Règle : Prologue 78-91.                           06.05.87

      Vivre en homme nouveau.

 

Mes frères,

 

            Saint Benoît nous dit que le Seigneur attend quelque chose de nous. Il attend de nous que nous répondions chaque jour par nos œuvres à ses saintes leçons. En d'autres termes, il attend de nous que nous agissions en conformité avec ce que nous sommes vraiment. Si nous agissons en sens contraire, nous allons devenir des êtres tordus, difformes, monstrueux.            

            Je vois l'enfer comme un réceptacle d'hommes, d'êtres irrémédiablement fixés dans leur monstruosité. Il est donc important de savoir ce que nous sommes. Mais pour cela, ne nous arrêtons pas aux apparences. Essayons de nous voir tels que Dieu lui-même nous voit.

 

            Nous sommes des enfants de Dieu. Nous sommes des hommes en voie de résurrection, des citoyens du monde à venir, des fils de la nouveauté, de la jeunesse, de l'avenir. Quand Saint Benoît cite la conclusion du discours sur la montagne, il se réfère implicitement à l'exorde de ce discours, c'est à dire aux Béatitudes qui nous renvoient l'image de ce que nous sommes vraiment. Nous voyons même vivre un homme ressuscité. Elles explicitent un comportement nouveau, une sagesse nouvelle en contradiction avec les normes qui conditionnent la vie des hommes affrontés à la sagesse du monde.

 

          Je ne dois pas vous rappeler ces Béatitudes : le bonheur des pauvres en esprit, des hommes doux, des cœurs purs, de ceux qui savent supporter l'adversité, même les injustices. Mais pourquoi sont-ils capables de vivre cela ? Mais parce que ils ne sont déjà plus de ce monde. Ils ont déjà un pied dans le monde à venir.

          Si bien que les Béatitudes nous disent qui est Dieu en nous disant qui nous sommes. En agissant conformément à elles, nous laissons la vie de Dieu nous mouvoir, nous transformer, et nous devenons vraiment alors en toute vérité ce que nous sommes.

 

          Mes frères, si vous écoutez les paroles adressées par l'Apôtre Paul aux chrétiens de ces nouvelles Eglises, vous remarquerez qu'il ne fait que répéter sans arrêt qu'il faut vivre en homme nouveau, en homme qui a déjà le coeur - mais pas seulement le coeur, mais aussi la chair - dans l'univers de Dieu. Ils ont construit leur vie sur le Christ. Et cette vie du Christ passe en eux. Et elle les travaille, et elle les fait grandir, elle les fait ressusciter.
────────────────────────────────────────
■ Exercice proposé 1
Répondez aux questions suivantes à partir du commentaire du Prologue.
(a) Que deviendrons-nous si nous agissons en sens contraire de ce que nous sommes vraiment ?
(b) En citant la conclusion du discours sur la montagne, à quelle partie de ce discours Saint Benoît se réfère-t-il implicitement ?
(c) Que l'Apôtre Paul répète-t-il sans arrêt aux chrétiens des nouvelles Églises ?
■ Exercice proposé 2
Recopiez le passage du commentaire du Prologue compris entre « Je vois l'enfer » et « sagesse du monde. », bornes incluses.
■ Exercice proposé 3
D'après le commentaire du Prologue, pourquoi les hommes décrits par les Béatitudes sont-ils capables de vivre ainsi ? Répondez en une à trois phrases.

■ Données fournies
────────────────────────────────────────
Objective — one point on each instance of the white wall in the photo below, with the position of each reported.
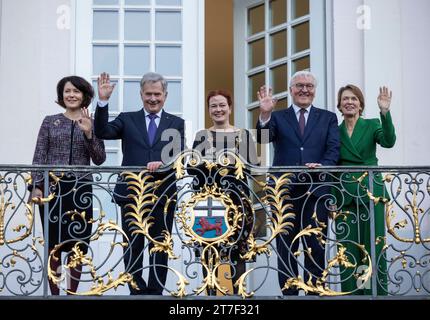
────────────────────────────────────────
■ Résultat 1
(a) Des êtres tordus, difformes, monstrueux.
(b) À l'exorde de ce discours, c'est-à-dire aux Béatitudes.
(c) Qu'il faut vivre en homme nouveau, en homme qui a déjà le cœur, et aussi la chair, dans l'univers de Dieu.

■ Résultat 2
Je vois l'enfer comme un réceptacle d'hommes, d'êtres irrémédiablement fixés dans leur monstruosité. Il est donc important de savoir ce que nous sommes. Mais pour cela, ne nous arrêtons pas aux apparences. Essayons de nous voir tels que Dieu lui-même nous voit.

 

            Nous sommes des enfants de Dieu. Nous sommes des hommes en voie de résurrection, des citoyens du monde à venir, des fils de la nouveauté, de la jeunesse, de l'avenir. Quand Saint Benoît cite la conclusion du discours sur la montagne, il se réfère implicitement à l'exorde de ce discours, c'est à dire aux Béatitudes qui nous renvoient l'image de ce que nous sommes vraiment. Nous voyons même vivre un homme ressuscité. Elles explicitent un comportement nouveau, une sagesse nouvelle en contradiction avec les normes qui conditionnent la vie des hommes affrontés à la sagesse du monde.

■ Résultat 3
Ils en sont capables parce qu'ils ne sont déjà plus de ce monde. Ils ont déjà un pied dans le monde à venir.